- Quoted passage:
-- Begin --

Published by Corvus
Available in ebook (7 March 2019)
194 pages
My thanks to Anne Cater of Random Things Tours for the invitation to take part in the tour. I really wanted to read this but just couldn’t fit in a review in time so for my turn, I have a guest post from the author.
About the Book
Sometimes friendship can be murder…
It’s the weekend of Clarisse’s bridal party, a trip the girls have all been looking forward to. Then, on the day of their flight, Tamsyn, the maid of honour, suddenly backs out. Upset and confused, they try to make the most of the stunning, isolated seaside house they find themselves in.
But, there is a surprise in store – Tamsyn has organised a murder mystery, a sinister game in which they must discover a killer in their midst. As tensions quickly boil over, it becomes clear to them all that there are some secrets that won’t stay buried…
WINNER OF THE DEVIANT MINDS CRIME THRILLER PRIZE 2018
Guest Post
Blood and Thunder Tales: The Power of Psychological Thrillers
I have a confession: I don’t like Little Women.

-- End --

- Extracted entries:
-- Begin --

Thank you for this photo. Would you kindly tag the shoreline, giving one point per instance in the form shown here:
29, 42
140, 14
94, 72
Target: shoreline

-- End --

- Tasks to complete:
1. In the book tour post, rewrite everything from "About the Book" down to "find themselves in.", changing "Clarisse" to "Clara".
2. According to the book tour post, what prize did the book win?
3. Carry on the guest post on psychological thrillers in the book tour post from the point where it stops.

- Answers to the tasks:
1.
About the Book
Sometimes friendship can be murder…
It’s the weekend of Clara’s bridal party, a trip the girls have all been looking forward to. Then, on the day of their flight, Tamsyn, the maid of honour, suddenly backs out. Upset and confused, they try to make the most of the stunning, isolated seaside house they find themselves in.

2. The Deviant Minds Crime Thriller Prize 2018.

3.
I realise how sacrilegious this is. I also realise that so little classic literature explores the experience of girlhood, while there are many coming-of-age tales for boys. I am also aware that some chapters carry an emotional power that few books that can match.
But the fact of the matter is that I prefer Alcott when she’s not trying so hard.
For the past year, I’ve become more and more fascinated with what Alcott dismissively called her ‘blood and thunder tales’. For those of you who aren’t in the know, Louisa May Alcott spent a long time publishing horror stories and psychological thrillers under the pseudonym of A.M Bernard. Just like Jo publishing ‘sensation’ stories in Little Women, Alcott went to genre to compliment her literary output. She wrote tales of murder, deception…even mummies. And I’m slightly embarrassed to say that I would take many of them over Little Women.
My favourite is called Under the Mask: A Woman’s Power, and it explores some of the themes of Little Women without any of the didactic moralism or bizarre about-turns in tone and message. It explores the place of women in family units and class structures, but does so in a deliciously perverse narrative where a governess seduces and manipulates all the members of a family in order to climb the social ladder.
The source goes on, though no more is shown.